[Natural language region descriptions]
========================

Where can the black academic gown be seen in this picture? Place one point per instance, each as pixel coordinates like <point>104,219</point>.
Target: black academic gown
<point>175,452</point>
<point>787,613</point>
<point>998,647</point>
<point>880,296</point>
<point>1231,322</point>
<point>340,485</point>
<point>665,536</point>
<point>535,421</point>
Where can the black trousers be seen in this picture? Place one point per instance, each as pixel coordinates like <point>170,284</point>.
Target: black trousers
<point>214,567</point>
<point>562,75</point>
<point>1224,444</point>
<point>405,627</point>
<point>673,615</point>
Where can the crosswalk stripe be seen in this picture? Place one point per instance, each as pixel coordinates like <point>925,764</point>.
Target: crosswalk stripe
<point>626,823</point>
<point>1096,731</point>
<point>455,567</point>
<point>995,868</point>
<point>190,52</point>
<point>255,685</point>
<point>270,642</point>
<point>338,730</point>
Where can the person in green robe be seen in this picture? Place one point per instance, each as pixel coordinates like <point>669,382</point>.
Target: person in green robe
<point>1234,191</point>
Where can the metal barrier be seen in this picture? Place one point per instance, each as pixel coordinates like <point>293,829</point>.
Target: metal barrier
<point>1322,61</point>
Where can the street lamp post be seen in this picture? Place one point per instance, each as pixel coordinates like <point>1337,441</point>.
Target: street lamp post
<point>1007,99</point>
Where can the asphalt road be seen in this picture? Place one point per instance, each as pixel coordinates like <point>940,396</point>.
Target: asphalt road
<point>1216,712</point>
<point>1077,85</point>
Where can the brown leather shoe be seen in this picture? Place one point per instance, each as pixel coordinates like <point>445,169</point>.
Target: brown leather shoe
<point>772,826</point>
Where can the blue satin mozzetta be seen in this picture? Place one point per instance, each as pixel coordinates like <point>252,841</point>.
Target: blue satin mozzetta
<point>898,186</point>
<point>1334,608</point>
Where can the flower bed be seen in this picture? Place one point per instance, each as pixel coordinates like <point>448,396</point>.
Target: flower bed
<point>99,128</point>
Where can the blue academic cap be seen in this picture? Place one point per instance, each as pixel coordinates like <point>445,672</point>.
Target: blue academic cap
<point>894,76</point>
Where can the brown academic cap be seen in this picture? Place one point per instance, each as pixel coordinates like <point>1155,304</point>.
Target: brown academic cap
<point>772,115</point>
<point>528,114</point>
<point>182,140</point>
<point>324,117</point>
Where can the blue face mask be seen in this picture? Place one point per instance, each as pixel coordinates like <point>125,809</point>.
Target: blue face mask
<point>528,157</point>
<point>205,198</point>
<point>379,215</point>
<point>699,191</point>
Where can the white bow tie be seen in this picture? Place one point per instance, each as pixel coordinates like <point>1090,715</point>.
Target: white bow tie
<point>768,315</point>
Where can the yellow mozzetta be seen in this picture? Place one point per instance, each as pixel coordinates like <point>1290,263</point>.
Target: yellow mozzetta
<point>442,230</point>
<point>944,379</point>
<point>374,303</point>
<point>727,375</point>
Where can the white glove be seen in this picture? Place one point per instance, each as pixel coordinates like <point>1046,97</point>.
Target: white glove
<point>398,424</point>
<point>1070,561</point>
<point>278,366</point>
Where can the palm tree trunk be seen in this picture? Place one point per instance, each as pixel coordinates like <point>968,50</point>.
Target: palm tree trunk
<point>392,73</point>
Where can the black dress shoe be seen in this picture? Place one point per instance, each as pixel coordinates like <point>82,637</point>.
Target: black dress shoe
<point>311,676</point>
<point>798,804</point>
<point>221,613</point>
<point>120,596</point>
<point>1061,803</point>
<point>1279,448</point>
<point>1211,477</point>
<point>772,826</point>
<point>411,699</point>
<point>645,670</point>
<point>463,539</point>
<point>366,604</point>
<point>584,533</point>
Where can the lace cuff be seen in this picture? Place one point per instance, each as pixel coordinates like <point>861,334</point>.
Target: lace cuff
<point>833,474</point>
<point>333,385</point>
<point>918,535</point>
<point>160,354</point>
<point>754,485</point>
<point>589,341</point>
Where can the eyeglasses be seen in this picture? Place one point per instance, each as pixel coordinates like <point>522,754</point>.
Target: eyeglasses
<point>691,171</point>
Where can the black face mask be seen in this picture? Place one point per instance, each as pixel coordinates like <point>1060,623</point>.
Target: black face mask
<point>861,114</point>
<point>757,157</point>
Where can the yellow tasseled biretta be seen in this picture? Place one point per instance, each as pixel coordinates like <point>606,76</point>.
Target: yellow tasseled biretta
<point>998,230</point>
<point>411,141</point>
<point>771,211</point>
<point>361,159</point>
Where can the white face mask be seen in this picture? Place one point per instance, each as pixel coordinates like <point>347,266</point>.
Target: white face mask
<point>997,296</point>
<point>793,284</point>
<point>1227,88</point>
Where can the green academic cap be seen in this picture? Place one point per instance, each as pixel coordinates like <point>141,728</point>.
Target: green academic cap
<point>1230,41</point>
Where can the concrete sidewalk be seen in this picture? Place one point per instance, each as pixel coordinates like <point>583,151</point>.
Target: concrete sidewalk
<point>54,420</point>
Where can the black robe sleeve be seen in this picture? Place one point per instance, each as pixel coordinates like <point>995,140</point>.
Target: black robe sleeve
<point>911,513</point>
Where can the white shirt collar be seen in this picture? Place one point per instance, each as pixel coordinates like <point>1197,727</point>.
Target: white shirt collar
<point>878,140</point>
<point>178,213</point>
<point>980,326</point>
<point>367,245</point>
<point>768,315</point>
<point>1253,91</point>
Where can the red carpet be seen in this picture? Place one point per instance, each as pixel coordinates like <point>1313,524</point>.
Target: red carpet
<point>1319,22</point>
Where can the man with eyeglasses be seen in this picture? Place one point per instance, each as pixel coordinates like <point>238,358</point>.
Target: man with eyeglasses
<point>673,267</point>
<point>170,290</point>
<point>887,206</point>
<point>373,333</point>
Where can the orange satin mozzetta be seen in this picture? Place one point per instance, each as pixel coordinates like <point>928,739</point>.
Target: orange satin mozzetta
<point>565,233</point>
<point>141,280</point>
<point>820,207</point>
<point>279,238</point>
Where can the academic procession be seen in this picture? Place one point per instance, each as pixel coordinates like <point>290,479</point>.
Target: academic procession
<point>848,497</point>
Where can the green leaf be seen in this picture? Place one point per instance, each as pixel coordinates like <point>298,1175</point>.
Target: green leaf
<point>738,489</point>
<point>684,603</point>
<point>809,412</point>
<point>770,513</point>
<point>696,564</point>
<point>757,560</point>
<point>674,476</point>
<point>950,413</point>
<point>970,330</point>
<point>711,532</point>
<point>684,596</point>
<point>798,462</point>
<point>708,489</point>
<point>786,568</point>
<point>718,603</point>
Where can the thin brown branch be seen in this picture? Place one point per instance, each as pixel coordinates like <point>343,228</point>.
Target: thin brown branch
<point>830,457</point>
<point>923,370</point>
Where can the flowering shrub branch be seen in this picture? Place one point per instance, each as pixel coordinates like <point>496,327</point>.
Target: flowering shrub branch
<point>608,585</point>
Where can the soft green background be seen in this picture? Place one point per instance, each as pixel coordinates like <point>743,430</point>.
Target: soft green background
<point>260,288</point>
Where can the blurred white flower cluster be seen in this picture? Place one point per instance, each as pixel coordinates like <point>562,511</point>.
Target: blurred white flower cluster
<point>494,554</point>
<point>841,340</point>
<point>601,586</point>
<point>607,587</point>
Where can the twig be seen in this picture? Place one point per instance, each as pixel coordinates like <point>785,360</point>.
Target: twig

========================

- Problem:
For this exercise, restate each of the entries without any deviation.

- Exercise output:
Where can the black academic gown be seen in this picture? Place one point per instance, each as pixel coordinates like <point>104,219</point>.
Target: black academic gown
<point>175,452</point>
<point>787,613</point>
<point>998,647</point>
<point>880,296</point>
<point>1231,322</point>
<point>340,485</point>
<point>665,536</point>
<point>535,421</point>
Where can the black trousers be seen in this picture? Place one point per instance, each as pixel coordinates like <point>170,284</point>.
Target: black trousers
<point>214,567</point>
<point>562,75</point>
<point>1224,444</point>
<point>405,627</point>
<point>673,615</point>
Where can the crosswalk stripe be seen in this picture? Place one point per instance, each as pixel coordinates like <point>925,764</point>.
Target: crosswalk stripe
<point>626,823</point>
<point>1096,731</point>
<point>455,567</point>
<point>995,868</point>
<point>190,52</point>
<point>255,685</point>
<point>270,642</point>
<point>338,730</point>
Where can the person in green robe be seen in this picture? Place one point per instance, each as pixel coordinates like <point>669,382</point>.
Target: person in green robe
<point>1234,191</point>
Where can the metal barrier be seen in this picture? Place one point per instance, each as pixel coordinates like <point>293,829</point>.
Target: metal barrier
<point>1322,61</point>
Where can the street lamp post be seen in this picture? Place one point per instance, each as pixel coordinates like <point>1337,441</point>.
Target: street lamp post
<point>1007,99</point>
Where can the asphalt road be seen in this picture? Place one point per instance, each as pixel coordinates like <point>940,396</point>.
Target: asphalt road
<point>1216,712</point>
<point>1077,85</point>
Where can the brown leather shoe be seen in this picture? Place one point per instance, each as pixel coordinates like <point>445,169</point>.
Target: brown leather shoe
<point>772,826</point>
Where can the blue satin mozzetta be seen in this picture? Place one point per instance, each as pixel coordinates like <point>252,841</point>.
Target: blue satin mozzetta
<point>898,186</point>
<point>1334,608</point>
Where can the flower bed be seen in this picture? Place one point per instance, each as pixel coordinates like <point>448,396</point>.
Target: flower bed
<point>99,128</point>
Where can the blue academic cap be seen in this picture? Place one point per instance, each as pixel coordinates like <point>445,672</point>.
Target: blue academic cap
<point>894,76</point>
Where can the brown academic cap be seen in this picture? Place one point per instance, each as pixel coordinates like <point>1155,304</point>.
Target: brown academic cap
<point>772,115</point>
<point>528,114</point>
<point>182,140</point>
<point>324,117</point>
Where can the blue face mask be seen in this picture? Place one point per instance, each as pixel coordinates like <point>125,809</point>.
Target: blue face mask
<point>528,157</point>
<point>205,198</point>
<point>379,215</point>
<point>699,191</point>
Where can the white bow tie be seen in this picture? Place one point per instance, each as pixel coordinates like <point>1090,715</point>.
Target: white bow tie
<point>768,315</point>
Where can the yellow mozzetta be seen in this picture? Place one point per instance, each as pixel coordinates like <point>1290,263</point>.
Target: yellow mozzetta
<point>442,230</point>
<point>944,379</point>
<point>374,303</point>
<point>727,375</point>
Where can the white glove be seen in this picture? Place one point per instance, each as pixel coordinates like <point>1046,97</point>.
Target: white glove
<point>398,424</point>
<point>1070,561</point>
<point>278,366</point>
Where can the palm tree trunk be seen in this picture? Place one point per instance, each as pixel coordinates like <point>968,50</point>.
Target: palm tree trunk
<point>392,73</point>
Where can the black dress shoe be seen in this picture? Place one point per instance, each as pixel coordinates like <point>82,637</point>.
Target: black dress shoe
<point>311,676</point>
<point>798,804</point>
<point>221,613</point>
<point>120,596</point>
<point>1061,803</point>
<point>1279,448</point>
<point>1211,477</point>
<point>772,826</point>
<point>411,699</point>
<point>645,670</point>
<point>463,539</point>
<point>366,604</point>
<point>584,533</point>
Where can the lace cuff be seen in this picture? Place one point per instance, each as pixel coordinates like <point>861,334</point>.
Target: lace cuff
<point>833,474</point>
<point>333,385</point>
<point>918,535</point>
<point>160,354</point>
<point>754,485</point>
<point>589,341</point>
Where can the eyeglasses be seen in this picture? Place one point per instance, each as pixel coordinates like <point>522,754</point>.
Target: eyeglasses
<point>691,171</point>
Where can the black face mask be seen in this picture? Place one point per instance, each as pixel coordinates like <point>1060,623</point>.
Target: black face mask
<point>861,114</point>
<point>757,157</point>
Where can the yellow tasseled biretta be seen in this picture? Place one point per instance, each as pixel coordinates like <point>606,76</point>.
Target: yellow tasseled biretta
<point>998,230</point>
<point>411,141</point>
<point>771,211</point>
<point>361,159</point>
Where can the white face mask be seen in this picture? Place one point per instance, each as pixel coordinates like <point>347,266</point>.
Target: white face mask
<point>997,296</point>
<point>793,284</point>
<point>1227,88</point>
Where can the green academic cap be seen in this picture? Place one point per instance, each as pixel coordinates like <point>141,728</point>.
Target: green academic cap
<point>1230,41</point>
Where can the concrete sidewalk be seen in this picture? Place one point per instance, each as pixel coordinates like <point>583,151</point>.
Target: concrete sidewalk
<point>54,420</point>
Where can the black robe sleeve be seen in this picture? Place one point per instance, each as pixel coordinates like <point>995,140</point>.
Target: black robe sleeve
<point>911,513</point>
Where can the white shirt collar be seen in this picture? Place one point per instance, each as pixel coordinates like <point>1197,727</point>.
Target: white shirt collar
<point>878,140</point>
<point>178,213</point>
<point>980,326</point>
<point>367,245</point>
<point>768,315</point>
<point>1253,91</point>
Where can the red carpet be seen in this picture? Place one point per instance, each as pixel coordinates like <point>1313,524</point>.
Target: red carpet
<point>1319,22</point>
Where can the man with eyeglasses be seen in this picture? Place one point per instance, each as pixel coordinates like <point>238,358</point>.
Target: man with eyeglasses
<point>673,267</point>
<point>170,290</point>
<point>887,206</point>
<point>373,333</point>
Where can the orange satin mozzetta be seen in this picture? Place one point per instance, each as pixel coordinates like <point>928,739</point>.
Target: orange satin mozzetta
<point>565,233</point>
<point>141,280</point>
<point>820,207</point>
<point>279,238</point>
Where can the academic procession be seen in this picture? Place one point per instance, each as pixel coordinates like <point>290,479</point>.
Target: academic procession
<point>848,497</point>
Where can the green leaf be seen in this picture? Place one point per instance, each as pixel coordinates like <point>298,1175</point>.
Target: green leaf
<point>738,489</point>
<point>684,603</point>
<point>809,412</point>
<point>770,513</point>
<point>696,564</point>
<point>757,560</point>
<point>674,476</point>
<point>950,413</point>
<point>970,330</point>
<point>711,532</point>
<point>684,596</point>
<point>798,462</point>
<point>708,489</point>
<point>786,568</point>
<point>718,603</point>
Where can the thin brown branch be seen in this picture? Place one point per instance, each as pixel coordinates like <point>343,228</point>.
Target: thin brown branch
<point>830,457</point>
<point>923,370</point>
Where can the flowering shrub branch be seen in this picture? Place one point per instance, each as pixel coordinates like <point>496,327</point>.
Target: flowering shrub branch
<point>608,585</point>
Where can the soft green background be seen in this picture? Place one point per instance, each as pixel coordinates like <point>743,430</point>.
Target: soft green background
<point>260,288</point>
Where can the blurred white flower cluster be seen in this picture? Place one point per instance, each as pixel coordinates like <point>562,511</point>.
Target: blurred white flower cluster
<point>494,554</point>
<point>841,340</point>
<point>601,586</point>
<point>607,587</point>
Where can the twig be seen in this picture? Place one point per instance, each as pixel coordinates like <point>785,360</point>.
Target: twig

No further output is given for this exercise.